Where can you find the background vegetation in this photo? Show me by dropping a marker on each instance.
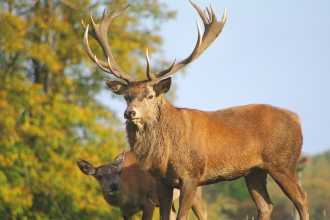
(49, 115)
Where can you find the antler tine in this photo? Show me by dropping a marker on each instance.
(99, 33)
(212, 29)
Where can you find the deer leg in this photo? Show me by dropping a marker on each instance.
(197, 205)
(165, 195)
(148, 211)
(187, 194)
(288, 183)
(256, 184)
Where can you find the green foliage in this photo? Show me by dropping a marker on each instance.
(49, 114)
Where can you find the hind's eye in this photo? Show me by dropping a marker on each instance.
(98, 177)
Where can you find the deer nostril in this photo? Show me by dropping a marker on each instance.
(130, 114)
(114, 187)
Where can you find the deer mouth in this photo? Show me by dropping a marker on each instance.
(113, 193)
(133, 120)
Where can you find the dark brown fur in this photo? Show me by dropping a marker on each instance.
(186, 148)
(136, 188)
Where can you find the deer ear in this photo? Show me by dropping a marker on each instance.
(120, 159)
(86, 167)
(163, 86)
(116, 87)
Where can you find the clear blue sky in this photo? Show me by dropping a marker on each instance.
(273, 52)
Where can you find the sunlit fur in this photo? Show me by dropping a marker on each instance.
(185, 148)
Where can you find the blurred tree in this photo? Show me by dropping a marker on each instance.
(49, 114)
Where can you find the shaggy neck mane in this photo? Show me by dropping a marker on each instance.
(151, 143)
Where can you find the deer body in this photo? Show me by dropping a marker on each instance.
(223, 145)
(126, 185)
(185, 148)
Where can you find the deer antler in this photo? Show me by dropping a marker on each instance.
(212, 29)
(99, 33)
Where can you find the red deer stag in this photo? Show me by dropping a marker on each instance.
(126, 185)
(185, 148)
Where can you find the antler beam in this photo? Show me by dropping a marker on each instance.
(99, 33)
(212, 29)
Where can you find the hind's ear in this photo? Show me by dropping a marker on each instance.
(86, 167)
(163, 86)
(120, 159)
(116, 87)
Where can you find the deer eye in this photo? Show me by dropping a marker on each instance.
(98, 177)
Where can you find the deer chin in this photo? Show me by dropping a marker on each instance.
(113, 193)
(136, 121)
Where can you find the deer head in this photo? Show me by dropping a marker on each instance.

┄┄┄┄┄┄┄┄┄┄

- [Your objective]:
Please rewrite all of the material above as a numbered list with one line per number, skipping blank lines and leaving the pictures out.

- [Full answer]:
1. Where can you find the background vegetation in this photo? Show me by dropping a marker on each instance.
2. (49, 115)
3. Where can you find the antler tine in this photo? Show me by dropping a marker on each instance.
4. (99, 33)
5. (212, 29)
6. Where can you find the deer leg in this photo? Show me by dropping a marker on each instance.
7. (197, 205)
8. (165, 195)
9. (148, 211)
10. (187, 194)
11. (288, 183)
12. (256, 184)
13. Where can you find the green foliage in this photo? Show me by dropping a marker on each instance.
14. (49, 114)
15. Where can you find the hind's eye in this photo? Show me by dropping a marker on each instance.
16. (98, 177)
17. Where can you find the deer nostril in this photo? Show me by dropping a marker on each instance.
18. (130, 114)
19. (114, 187)
20. Where can you find the deer mouth in this photo? Show me by dropping a marker on each instance.
21. (113, 193)
22. (133, 120)
23. Where can you find the dark brown fur in this photo? Show me by dropping a marker on each instance.
24. (186, 148)
25. (136, 188)
26. Where can you find the deer ear in this photo? Show me by dropping a marker on each instance.
27. (120, 159)
28. (86, 167)
29. (163, 86)
30. (116, 87)
31. Where can you find the clear blue sky in this photo? Show me by dropping a marker on each instance.
32. (273, 52)
33. Where can you find the sunlit fur in this photo? Show me by dropping a marker on each instance.
34. (185, 148)
35. Where can you find the blurred tree in this photo? Show me by dropping a marker on each instance.
36. (49, 114)
37. Where can you find the shaggy neck mane in this photo? Show me by dropping a marker on each instance.
38. (151, 143)
39. Where can you find the deer body in this photo? Show me by dropping a marker on each instance.
40. (223, 145)
41. (126, 185)
42. (185, 148)
43. Where can you find the deer antler in this photo? Show me by dropping a marker on each instance.
44. (212, 29)
45. (99, 33)
46. Where can you find the red deer stag in this photo? Show me by dropping a marker on each instance.
47. (126, 185)
48. (185, 148)
49. Where can you find the antler beam in this photo? Show me by dropping a marker on each instance.
50. (99, 33)
51. (212, 29)
52. Where can you find the hind's ear in this photo? Show me by dropping a marker on each instance.
53. (86, 167)
54. (163, 86)
55. (120, 159)
56. (116, 87)
57. Where can you find the deer eye in this photo? Show me by dropping a marker on each instance.
58. (98, 177)
59. Where can you find the deer chin in this photo? Show me by dropping a marker on each instance.
60. (113, 193)
61. (136, 121)
62. Where can you find the deer head in this photo? Show me by dropping a marker on each instance.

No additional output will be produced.